== WHAT THE TASK ASKS ==
Look through the listing below and report the lines that have the word "slab" in them.

== INPUT FOR THIS TASK ==

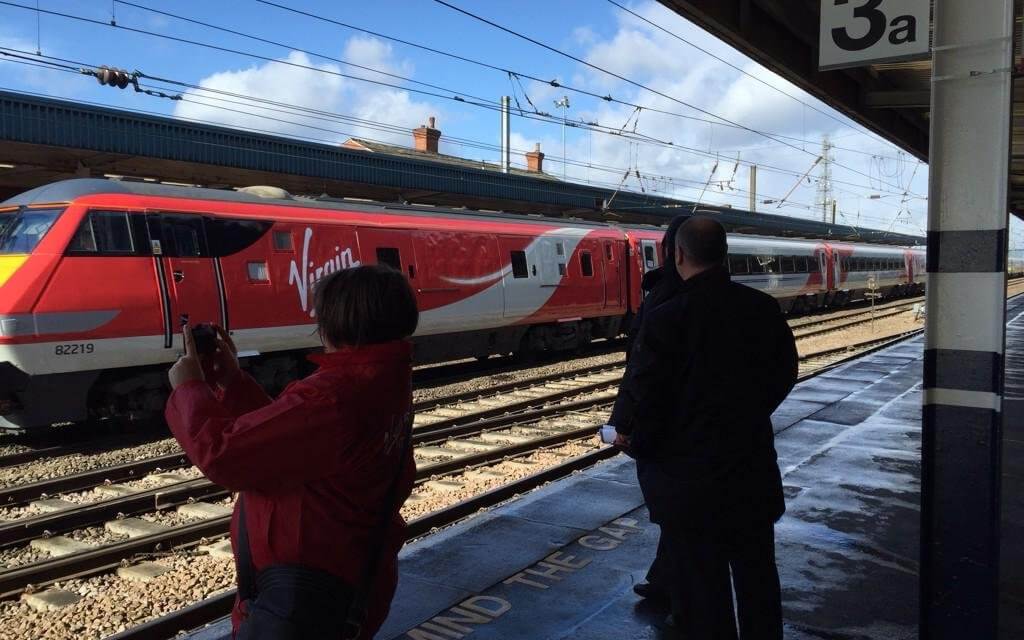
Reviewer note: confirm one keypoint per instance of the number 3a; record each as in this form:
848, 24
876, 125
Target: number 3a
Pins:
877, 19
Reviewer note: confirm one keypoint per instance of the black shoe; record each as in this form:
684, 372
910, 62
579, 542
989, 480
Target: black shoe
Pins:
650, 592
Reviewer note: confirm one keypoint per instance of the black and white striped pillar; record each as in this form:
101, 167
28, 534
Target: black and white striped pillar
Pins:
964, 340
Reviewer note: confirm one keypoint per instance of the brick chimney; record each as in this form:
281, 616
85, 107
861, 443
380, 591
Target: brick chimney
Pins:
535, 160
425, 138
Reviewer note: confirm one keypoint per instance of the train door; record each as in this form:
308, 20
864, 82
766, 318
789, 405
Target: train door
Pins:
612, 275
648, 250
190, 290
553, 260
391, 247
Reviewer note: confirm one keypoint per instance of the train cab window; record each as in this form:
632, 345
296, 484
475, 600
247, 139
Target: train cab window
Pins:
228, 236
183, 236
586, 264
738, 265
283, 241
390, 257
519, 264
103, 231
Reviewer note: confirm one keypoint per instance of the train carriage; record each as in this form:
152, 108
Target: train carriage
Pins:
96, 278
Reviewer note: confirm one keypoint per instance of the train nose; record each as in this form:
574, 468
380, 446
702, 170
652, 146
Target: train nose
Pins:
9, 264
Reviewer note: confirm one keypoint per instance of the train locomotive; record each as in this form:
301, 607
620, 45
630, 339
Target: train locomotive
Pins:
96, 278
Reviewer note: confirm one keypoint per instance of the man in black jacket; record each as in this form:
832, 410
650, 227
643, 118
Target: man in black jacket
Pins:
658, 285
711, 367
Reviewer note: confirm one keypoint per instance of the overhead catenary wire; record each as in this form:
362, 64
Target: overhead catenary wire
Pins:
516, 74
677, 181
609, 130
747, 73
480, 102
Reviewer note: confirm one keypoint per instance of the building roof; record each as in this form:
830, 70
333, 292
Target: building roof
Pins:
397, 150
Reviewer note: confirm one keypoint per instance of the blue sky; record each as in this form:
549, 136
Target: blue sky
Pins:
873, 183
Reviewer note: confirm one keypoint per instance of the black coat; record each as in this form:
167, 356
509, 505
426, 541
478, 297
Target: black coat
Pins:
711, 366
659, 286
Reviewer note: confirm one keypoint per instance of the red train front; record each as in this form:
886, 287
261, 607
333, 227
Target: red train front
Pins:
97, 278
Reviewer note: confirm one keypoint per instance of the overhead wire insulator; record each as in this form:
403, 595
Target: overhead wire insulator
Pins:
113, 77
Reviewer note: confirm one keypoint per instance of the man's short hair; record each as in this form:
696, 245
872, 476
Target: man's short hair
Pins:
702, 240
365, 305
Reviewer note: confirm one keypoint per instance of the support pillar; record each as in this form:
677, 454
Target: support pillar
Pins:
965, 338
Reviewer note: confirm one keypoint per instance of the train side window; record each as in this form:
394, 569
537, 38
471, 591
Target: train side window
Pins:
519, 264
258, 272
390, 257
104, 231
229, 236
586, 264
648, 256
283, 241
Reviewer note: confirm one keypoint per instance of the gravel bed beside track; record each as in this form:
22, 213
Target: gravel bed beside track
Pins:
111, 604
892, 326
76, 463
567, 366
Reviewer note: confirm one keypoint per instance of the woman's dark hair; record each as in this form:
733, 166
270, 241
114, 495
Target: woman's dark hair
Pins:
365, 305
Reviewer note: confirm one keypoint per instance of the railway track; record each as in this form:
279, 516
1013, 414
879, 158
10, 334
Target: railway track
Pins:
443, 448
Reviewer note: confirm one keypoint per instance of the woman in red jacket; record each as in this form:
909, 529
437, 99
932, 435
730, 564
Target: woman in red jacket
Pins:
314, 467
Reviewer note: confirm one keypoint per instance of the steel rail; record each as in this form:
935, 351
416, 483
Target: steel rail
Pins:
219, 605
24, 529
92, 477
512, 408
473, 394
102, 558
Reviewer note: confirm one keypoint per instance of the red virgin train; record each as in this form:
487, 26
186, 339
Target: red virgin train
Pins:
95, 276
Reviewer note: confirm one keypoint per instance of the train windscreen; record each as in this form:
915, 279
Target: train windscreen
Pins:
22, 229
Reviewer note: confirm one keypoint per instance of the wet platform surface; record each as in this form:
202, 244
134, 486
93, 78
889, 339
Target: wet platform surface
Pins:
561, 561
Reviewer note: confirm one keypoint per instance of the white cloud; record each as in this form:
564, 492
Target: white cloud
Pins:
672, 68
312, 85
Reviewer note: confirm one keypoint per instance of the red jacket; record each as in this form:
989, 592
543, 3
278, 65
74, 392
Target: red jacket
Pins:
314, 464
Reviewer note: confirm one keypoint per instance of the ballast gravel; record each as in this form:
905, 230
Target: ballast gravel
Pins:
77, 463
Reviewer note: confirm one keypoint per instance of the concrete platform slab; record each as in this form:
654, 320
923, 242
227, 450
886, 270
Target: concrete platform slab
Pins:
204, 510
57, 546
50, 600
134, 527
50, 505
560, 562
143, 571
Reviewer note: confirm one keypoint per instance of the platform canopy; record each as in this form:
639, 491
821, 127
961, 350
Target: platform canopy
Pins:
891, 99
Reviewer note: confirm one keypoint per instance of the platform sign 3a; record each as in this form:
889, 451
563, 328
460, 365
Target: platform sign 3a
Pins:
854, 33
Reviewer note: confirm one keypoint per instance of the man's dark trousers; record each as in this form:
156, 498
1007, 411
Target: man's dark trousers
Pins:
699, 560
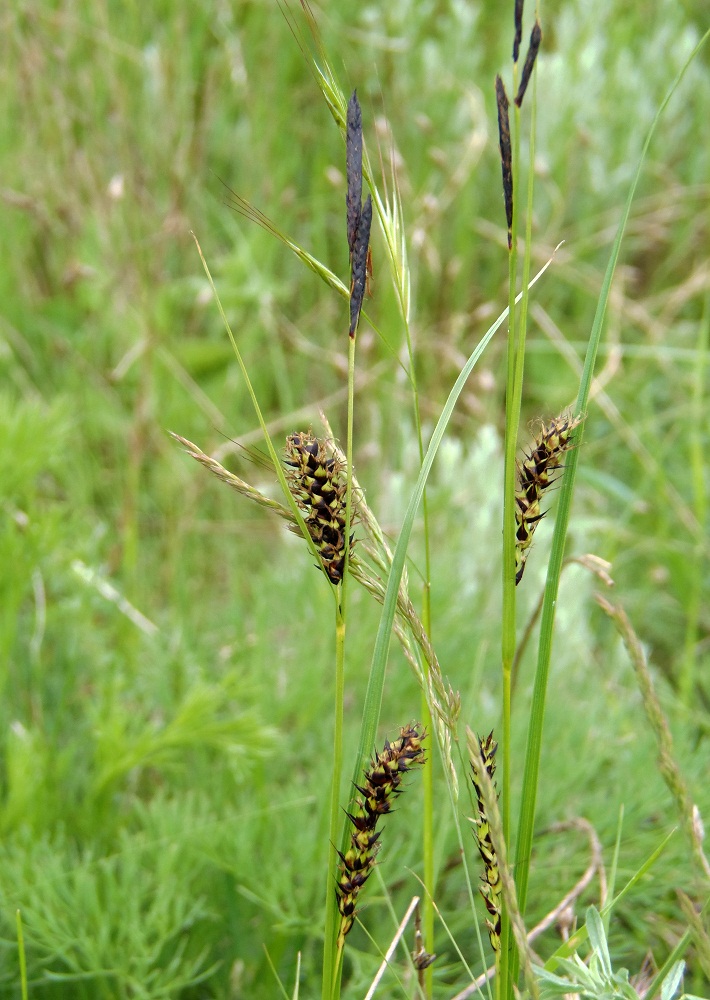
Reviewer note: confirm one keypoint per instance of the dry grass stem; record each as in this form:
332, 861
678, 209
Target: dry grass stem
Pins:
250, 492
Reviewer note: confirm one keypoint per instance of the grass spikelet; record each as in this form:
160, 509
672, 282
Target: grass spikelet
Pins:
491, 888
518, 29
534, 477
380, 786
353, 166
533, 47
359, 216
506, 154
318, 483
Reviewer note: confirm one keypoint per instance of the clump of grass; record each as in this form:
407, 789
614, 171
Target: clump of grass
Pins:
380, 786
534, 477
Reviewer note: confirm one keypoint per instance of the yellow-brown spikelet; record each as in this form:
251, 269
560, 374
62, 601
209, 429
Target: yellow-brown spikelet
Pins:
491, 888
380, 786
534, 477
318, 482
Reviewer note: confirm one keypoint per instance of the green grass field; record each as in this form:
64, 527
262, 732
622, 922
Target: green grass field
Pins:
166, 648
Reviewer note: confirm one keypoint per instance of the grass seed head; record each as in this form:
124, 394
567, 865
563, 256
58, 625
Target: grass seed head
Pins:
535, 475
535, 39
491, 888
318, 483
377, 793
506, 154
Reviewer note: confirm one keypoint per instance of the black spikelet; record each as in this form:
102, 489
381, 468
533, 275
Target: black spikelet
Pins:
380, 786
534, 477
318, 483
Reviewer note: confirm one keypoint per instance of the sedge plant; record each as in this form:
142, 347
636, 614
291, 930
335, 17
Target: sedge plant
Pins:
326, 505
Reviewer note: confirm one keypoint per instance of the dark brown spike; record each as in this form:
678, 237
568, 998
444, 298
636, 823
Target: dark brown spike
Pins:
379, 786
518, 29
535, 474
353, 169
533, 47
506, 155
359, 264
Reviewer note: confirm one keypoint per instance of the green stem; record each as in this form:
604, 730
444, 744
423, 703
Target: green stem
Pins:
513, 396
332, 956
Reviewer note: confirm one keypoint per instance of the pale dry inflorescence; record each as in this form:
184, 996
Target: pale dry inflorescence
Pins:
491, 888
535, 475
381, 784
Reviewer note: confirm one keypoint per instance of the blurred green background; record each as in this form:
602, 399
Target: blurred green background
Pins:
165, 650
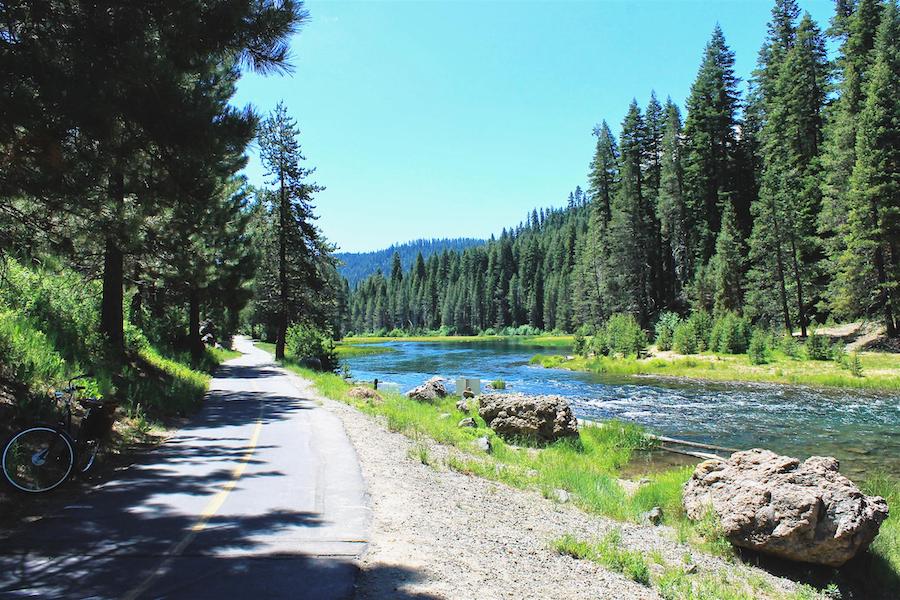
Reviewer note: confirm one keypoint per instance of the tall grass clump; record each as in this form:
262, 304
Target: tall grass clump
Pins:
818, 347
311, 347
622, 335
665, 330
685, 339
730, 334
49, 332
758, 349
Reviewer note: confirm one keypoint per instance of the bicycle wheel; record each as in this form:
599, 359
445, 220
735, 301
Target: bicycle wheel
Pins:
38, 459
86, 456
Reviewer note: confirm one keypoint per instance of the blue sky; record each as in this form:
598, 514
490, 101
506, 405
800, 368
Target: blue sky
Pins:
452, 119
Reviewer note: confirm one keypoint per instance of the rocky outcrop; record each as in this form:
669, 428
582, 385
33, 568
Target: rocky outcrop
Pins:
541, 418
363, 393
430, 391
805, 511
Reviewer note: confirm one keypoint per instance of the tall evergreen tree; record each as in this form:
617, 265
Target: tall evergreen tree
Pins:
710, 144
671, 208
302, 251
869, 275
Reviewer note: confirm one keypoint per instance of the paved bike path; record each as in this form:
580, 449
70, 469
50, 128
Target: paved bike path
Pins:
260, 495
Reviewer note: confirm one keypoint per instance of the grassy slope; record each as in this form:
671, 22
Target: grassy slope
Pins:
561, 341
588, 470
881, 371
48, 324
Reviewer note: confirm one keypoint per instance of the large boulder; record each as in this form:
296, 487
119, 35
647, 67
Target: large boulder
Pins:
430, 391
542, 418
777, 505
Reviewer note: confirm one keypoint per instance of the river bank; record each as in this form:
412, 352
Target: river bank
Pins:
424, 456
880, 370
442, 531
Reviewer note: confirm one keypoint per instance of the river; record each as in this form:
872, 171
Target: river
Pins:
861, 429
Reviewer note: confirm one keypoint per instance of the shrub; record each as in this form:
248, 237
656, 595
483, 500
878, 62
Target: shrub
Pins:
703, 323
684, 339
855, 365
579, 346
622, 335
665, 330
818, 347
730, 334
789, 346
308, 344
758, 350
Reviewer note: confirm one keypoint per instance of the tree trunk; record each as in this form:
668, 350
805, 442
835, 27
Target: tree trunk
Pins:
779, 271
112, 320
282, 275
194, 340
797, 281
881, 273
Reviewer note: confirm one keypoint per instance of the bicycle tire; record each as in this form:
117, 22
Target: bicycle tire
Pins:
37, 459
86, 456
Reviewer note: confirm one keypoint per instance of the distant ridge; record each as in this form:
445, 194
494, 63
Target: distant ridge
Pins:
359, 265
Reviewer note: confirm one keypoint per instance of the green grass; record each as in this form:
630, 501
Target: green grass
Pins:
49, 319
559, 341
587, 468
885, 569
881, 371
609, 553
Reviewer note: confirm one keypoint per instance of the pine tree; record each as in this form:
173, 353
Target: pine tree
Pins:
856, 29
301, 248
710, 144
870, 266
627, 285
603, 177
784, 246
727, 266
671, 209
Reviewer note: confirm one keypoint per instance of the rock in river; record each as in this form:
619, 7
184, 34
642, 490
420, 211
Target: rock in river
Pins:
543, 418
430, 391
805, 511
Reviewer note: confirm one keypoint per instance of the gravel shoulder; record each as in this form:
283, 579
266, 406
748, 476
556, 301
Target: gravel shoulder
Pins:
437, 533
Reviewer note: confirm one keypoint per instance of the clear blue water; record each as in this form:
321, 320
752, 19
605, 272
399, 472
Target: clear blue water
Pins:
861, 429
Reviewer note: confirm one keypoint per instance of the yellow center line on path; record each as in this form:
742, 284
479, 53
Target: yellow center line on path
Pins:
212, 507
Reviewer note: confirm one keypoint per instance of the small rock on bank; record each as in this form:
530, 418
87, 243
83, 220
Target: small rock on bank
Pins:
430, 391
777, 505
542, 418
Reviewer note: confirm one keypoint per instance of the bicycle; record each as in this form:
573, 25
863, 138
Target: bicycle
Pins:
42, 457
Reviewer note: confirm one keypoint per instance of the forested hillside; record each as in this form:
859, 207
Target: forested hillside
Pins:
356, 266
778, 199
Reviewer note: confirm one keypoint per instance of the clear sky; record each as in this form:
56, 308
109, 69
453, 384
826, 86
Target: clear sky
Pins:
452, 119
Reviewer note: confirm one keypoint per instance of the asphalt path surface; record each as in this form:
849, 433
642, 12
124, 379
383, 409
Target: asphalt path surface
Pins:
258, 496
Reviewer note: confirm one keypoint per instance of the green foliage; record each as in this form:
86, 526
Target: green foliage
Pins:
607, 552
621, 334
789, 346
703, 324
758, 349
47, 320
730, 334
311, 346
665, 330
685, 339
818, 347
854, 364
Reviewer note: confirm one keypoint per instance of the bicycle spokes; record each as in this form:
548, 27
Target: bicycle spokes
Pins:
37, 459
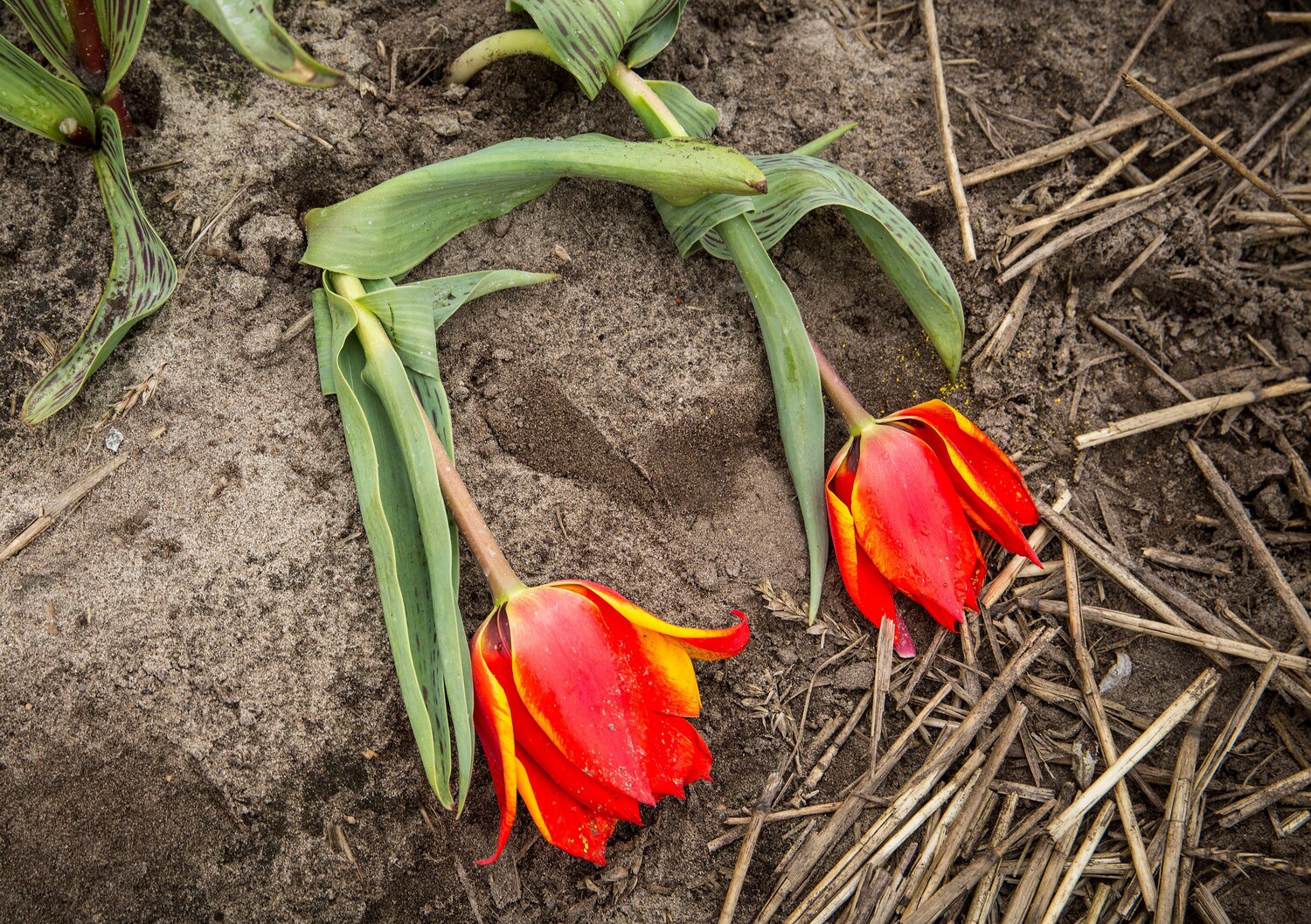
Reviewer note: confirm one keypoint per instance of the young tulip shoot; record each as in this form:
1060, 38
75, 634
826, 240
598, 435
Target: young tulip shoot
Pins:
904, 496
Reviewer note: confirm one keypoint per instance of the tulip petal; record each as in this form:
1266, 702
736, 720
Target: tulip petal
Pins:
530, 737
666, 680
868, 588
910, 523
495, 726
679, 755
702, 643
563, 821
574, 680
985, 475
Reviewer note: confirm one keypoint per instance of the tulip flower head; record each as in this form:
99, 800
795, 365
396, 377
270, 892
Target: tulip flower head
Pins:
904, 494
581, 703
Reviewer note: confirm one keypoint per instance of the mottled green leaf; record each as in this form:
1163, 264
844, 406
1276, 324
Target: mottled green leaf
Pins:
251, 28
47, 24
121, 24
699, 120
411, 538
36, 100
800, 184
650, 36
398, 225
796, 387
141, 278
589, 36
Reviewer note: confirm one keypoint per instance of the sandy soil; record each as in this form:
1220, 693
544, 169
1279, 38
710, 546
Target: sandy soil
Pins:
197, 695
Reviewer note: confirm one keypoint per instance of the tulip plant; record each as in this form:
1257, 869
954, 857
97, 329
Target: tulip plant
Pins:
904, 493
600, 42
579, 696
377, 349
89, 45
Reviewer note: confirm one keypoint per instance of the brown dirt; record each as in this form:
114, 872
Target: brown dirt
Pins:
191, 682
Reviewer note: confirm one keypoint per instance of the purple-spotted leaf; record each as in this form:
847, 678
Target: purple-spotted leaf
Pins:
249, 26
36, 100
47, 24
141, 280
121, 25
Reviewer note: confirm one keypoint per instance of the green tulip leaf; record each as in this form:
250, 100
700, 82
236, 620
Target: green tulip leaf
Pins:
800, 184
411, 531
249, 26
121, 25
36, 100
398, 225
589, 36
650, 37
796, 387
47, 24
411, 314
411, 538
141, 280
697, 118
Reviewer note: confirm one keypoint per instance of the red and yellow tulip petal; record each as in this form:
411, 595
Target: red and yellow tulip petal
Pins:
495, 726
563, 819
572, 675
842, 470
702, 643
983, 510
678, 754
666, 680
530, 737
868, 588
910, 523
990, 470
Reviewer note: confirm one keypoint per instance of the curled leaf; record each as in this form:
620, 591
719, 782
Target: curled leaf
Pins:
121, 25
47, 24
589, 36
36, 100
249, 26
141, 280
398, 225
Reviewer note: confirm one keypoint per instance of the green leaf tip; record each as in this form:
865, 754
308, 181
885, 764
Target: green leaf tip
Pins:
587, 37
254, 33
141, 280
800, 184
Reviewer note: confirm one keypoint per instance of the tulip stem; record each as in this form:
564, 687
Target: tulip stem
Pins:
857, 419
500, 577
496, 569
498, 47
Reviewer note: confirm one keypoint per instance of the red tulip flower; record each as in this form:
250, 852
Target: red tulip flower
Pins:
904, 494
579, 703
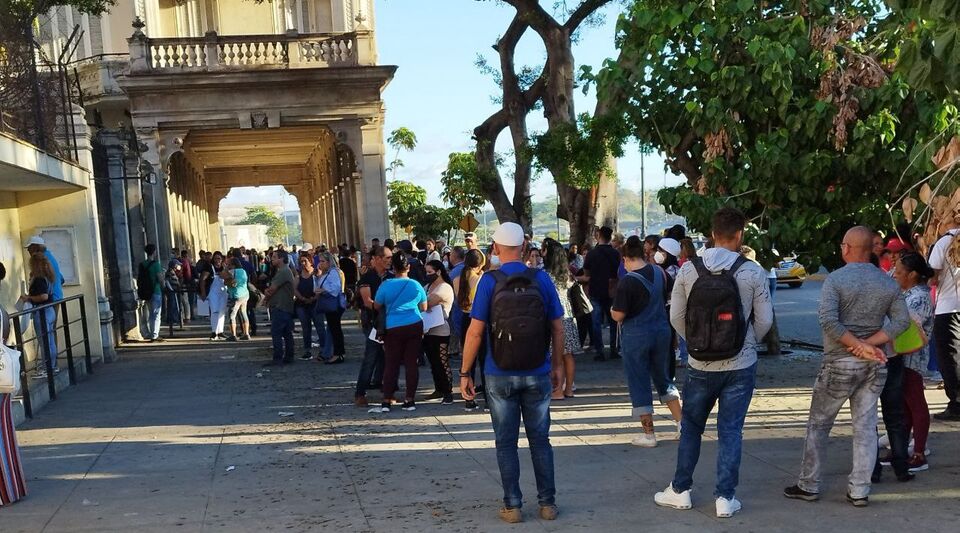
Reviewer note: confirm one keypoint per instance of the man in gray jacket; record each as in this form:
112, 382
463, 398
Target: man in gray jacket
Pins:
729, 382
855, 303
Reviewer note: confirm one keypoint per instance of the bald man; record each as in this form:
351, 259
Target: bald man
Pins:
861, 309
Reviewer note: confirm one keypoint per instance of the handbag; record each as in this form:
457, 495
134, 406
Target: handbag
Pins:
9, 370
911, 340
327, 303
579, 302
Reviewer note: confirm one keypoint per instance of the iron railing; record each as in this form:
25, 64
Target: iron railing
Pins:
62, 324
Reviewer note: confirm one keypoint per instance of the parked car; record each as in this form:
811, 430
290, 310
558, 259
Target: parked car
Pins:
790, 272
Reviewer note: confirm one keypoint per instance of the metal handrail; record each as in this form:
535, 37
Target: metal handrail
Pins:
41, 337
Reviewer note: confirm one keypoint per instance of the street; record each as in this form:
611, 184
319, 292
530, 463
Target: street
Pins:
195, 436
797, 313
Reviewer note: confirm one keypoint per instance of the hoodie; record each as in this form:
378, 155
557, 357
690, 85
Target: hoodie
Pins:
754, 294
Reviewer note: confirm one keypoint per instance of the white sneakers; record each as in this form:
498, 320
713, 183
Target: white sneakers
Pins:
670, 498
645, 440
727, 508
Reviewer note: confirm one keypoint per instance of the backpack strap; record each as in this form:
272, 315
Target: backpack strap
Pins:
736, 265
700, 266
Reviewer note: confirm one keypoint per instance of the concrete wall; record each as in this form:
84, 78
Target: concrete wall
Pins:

== RESPONSE TO THE EXERCISE ==
Reviewer note: confirm one keypoint per instance of the concrete platform slab; record each as in this form:
Target: concrete platform slab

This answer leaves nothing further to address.